:: Text section ::

Love/Hate Tropes #3: Sexy Villains

Who can resist the allure of a Sexy Villain? Whether in movies or books, there’s something so delightfully wrong about a bad guy you can’t quite manage to hate.

The Marvel Studios: "Thor: The Dark World" And "Captain America: The Winter Soldier" - Comic-Con International 2013

Except for the fact that they are, actually, the villain. They hurt and maim people. They’re selfish and egotistical, and they lack the ability to care about others. Which is pretty unsexy.

I think this happens when the MC is either really fucking boring (Hi, movie Thor!) or is sexually attracted to the villain because the writer wanted to add some tension.

With the first one, I have noticed that it’s more obvious in movies than in books, though it certainly exist there too. Some writers have a harder time fleshing out the hero; it’s like they have to be Perfect with only a couple of minor flaws. But that only makes them harder to identify with. In the comic books, Thor has more personality (no, really!), but it seems to have evaporated in the movies in favour of rock hard abs*. Abs are fine and dandy, but I’ll take depth of personality any day.

:: Things to do ::
• 1. In the post on sexy villains, where does the writer say Thor has more personality?
• 2. Pick up the post on sexy villains after its final sentence and keep writing it.

:: Given records ::
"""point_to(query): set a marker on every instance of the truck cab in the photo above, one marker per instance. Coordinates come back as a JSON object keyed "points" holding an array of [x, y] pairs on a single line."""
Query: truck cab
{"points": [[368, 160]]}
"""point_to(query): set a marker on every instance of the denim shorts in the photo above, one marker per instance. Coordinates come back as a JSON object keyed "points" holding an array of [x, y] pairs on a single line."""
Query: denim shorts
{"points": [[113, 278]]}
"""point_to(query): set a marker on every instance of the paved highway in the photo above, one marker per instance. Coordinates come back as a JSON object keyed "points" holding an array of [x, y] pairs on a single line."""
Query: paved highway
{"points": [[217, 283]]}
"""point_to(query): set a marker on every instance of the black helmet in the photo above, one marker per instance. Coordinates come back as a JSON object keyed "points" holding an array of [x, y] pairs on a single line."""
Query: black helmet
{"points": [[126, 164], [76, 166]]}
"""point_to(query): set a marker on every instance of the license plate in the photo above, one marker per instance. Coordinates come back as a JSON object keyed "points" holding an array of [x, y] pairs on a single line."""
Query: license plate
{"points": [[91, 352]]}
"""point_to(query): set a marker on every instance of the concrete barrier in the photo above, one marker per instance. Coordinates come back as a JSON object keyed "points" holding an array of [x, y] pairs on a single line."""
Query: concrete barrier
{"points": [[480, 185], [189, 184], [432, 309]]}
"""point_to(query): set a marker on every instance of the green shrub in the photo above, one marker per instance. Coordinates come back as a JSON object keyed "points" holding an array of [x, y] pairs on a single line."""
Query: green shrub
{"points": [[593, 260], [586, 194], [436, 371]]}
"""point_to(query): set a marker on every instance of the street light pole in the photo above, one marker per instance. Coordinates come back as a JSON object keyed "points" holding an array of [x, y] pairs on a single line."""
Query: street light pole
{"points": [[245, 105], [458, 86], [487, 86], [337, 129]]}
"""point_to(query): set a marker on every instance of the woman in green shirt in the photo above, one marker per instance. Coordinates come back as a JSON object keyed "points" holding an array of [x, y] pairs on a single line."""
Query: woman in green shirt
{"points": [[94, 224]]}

:: Outputs for the tasks ::
• 1. In the comic books.

• 2.
A secondary version of this type is that the writers go too far with the flaws, making the MC harder to like, while the villain is easier to relate to. I’ve seen this one more often in ‘chick lit’, where the female MC spends all their time fretting over life, rather than owning her choices. The ‘bad boy’ she shouldn’t chose at least generally has his shit together, at least in comparison to the MC.

For the sexual tension between MC and villain, it can be a very tricky road to go down. I remember reading about how LKH originally planned to have her MC Anita Blake to kill off Jean-Claude, but by the time the writer got to that book, she just couldn’t do it. She then had to create more backstory to validate keeping him ‘alive’; not necessarily a bad thing, but definitely more work!

So unless you don’t mind the villain sticking around and taking over the whole story, be careful about making them sexy!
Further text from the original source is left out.